▸ **Извлечённый текст**:
......

Соколов Владимир Васильевич - Чрезвычайный и Полномочный посланник 1 класса, кандидат исторических наук.
9 мая 1945 г. гитлеровская Германия капитулировала. Но война США, Великобритании и других союзных держав против Японии продолжалась. Англо-американский Объединенный комитет начальников штабов планировал добиться поражения Японии к середине ноября 1946 г. [1].
С точки зрения союзников создалась нежелательная ситуация, когда Советский Союз после поражения Германии оказался вне войны. Они это предвидели.
Президент США Ф. Рузвельт, начиная с декабря 1941 г., неоднократно ставил перед Москвой вопрос о вступлении СССР в войну с Японией [2]. Поднимал он этот вопрос и на конференции руководителей СССР, США и Великобритании в Тегеране в 1943 г. И.В. Сталин, касаясь участия СССР в тихоокеанской войне, заявил на заседании 28 ноября: "Это может иметь место, когда мы заставим Германию капитулировать. Тогда - общим фронтом против Японии" [3].
В ходе Крымской конференции руководителей трех держав И.В. Сталин, Ф. Рузвельт и У. Черчилль подписали 11 февраля 1945 г. соглашение, по которому Советский Союз обязался через два-три месяца после капитуляции Германии и окончания войны в Европе вступить на стороне союзников в войну против Японии. При этом были названы условия, на которых он вступает в эту войну - восстановление принадлежавших России прав, нарушенных вероломным нападением Японии в 1904 г., а именно: возвращение Советскому Союзу южной части острова Сахалин и всех прилегающих к ней островов; передача Советскому Союзу Курильских островов.

......

▸ **Строки данных**:
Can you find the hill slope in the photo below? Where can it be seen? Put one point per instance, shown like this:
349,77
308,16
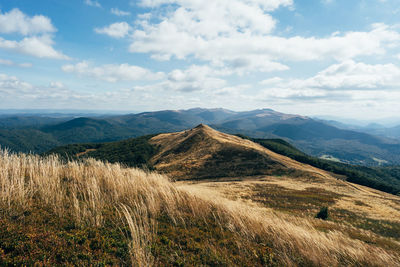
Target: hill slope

......

▸ **Список заданий**:
1. Обнови в тексте о войне с Японией отрывок от "9 мая 1945 г." до "Они это предвидели.", поставив "Англии" вместо "Великобритании".
2. К какому сроку Объединенный комитет начальников штабов планировал добиться поражения Японии, согласно тексту о войне с Японией?
3. Продолжи текст о войне с Японией дальше последнего предложения.
Перечень здесь ни при чём.

▸ **Ответы**:
1.
9 мая 1945 г. гитлеровская Германия капитулировала. Но война США, Англии и других союзных держав против Японии продолжалась. Англо-американский Объединенный комитет начальников штабов планировал добиться поражения Японии к середине ноября 1946 г. [1].
С точки зрения союзников создалась нежелательная ситуация, когда Советский Союз после поражения Германии оказался вне войны. Они это предвидели.

2. К середине ноября 1946 г.

3.
В соглашении подчеркивалось, что "главы правительств трех великих держав согласились в том, что эти претензии Советского Союза должны быть безусловно удовлетворены после победы над Японией" [4]. Интересно отметить, что это решение Крымской конференции было оформлено специальным соглашением за подписью руководителей "большой тройки" и не носило декларативного характера, как многие другие решения конференции.
Это соглашение тогда не было опубликовано, но японские дипломаты умели хорошо анализировать публиковавшиеся документы. В частности, они уловили изменение позиции СССР в отношении Японии из, казалось бы, нейтрального документа о созыве учредительной конференции ООН с участием Китая, поскольку Москва до сих пор избегала участвовать в общих мероприятиях с Чунциным [5], боясь нарушить пакт о нейтралитете с Японией.
15 февраля 1945 г. японский генеральный консул в Харбине Ф. Миякава (бывший советник японского посольства в Москве) нанес визит советскому послу в Японии Я.А. Малику. Формально это был ответный визит, так как ранее Малик обедал у него в Харбине при возвращении из командировки в Москву. В действительности японский дипломат интересовался итогами только что закончившейся Ялтинской конференции и возможным изменением позиции СССР в отношении Японии. Он высказал опасение, что "Советский Союз все больше втягивается в союзные общения и орбиту влияния США и Англии". По ею мнению, было бы полезно, чтобы маршал Сталин выступил в роли миротворца и потребовал бы от всех стран прекратить войну [6].
Это был очередной мирный зондаж со стороны Японии. Ранее неоднократно ставился вопрос о посылке и Москву японской специальной миссии. Одновременно японская сторона проявила интерес к судьбе советско-японского пакта о нейтралитете, подписанного 13 апреля 1941 г. поскольку до 25 апреля 1945 г. должно было быть принято решение о его продлении или денонсации. 22 февраля японский посол в Москве Н. Сато затронул этот вопрос в беседе с наркомом иностранных дел В.М. Молотовым. Однако нарком уклонился от высказывания своей точки зрения по этому вопросу [7].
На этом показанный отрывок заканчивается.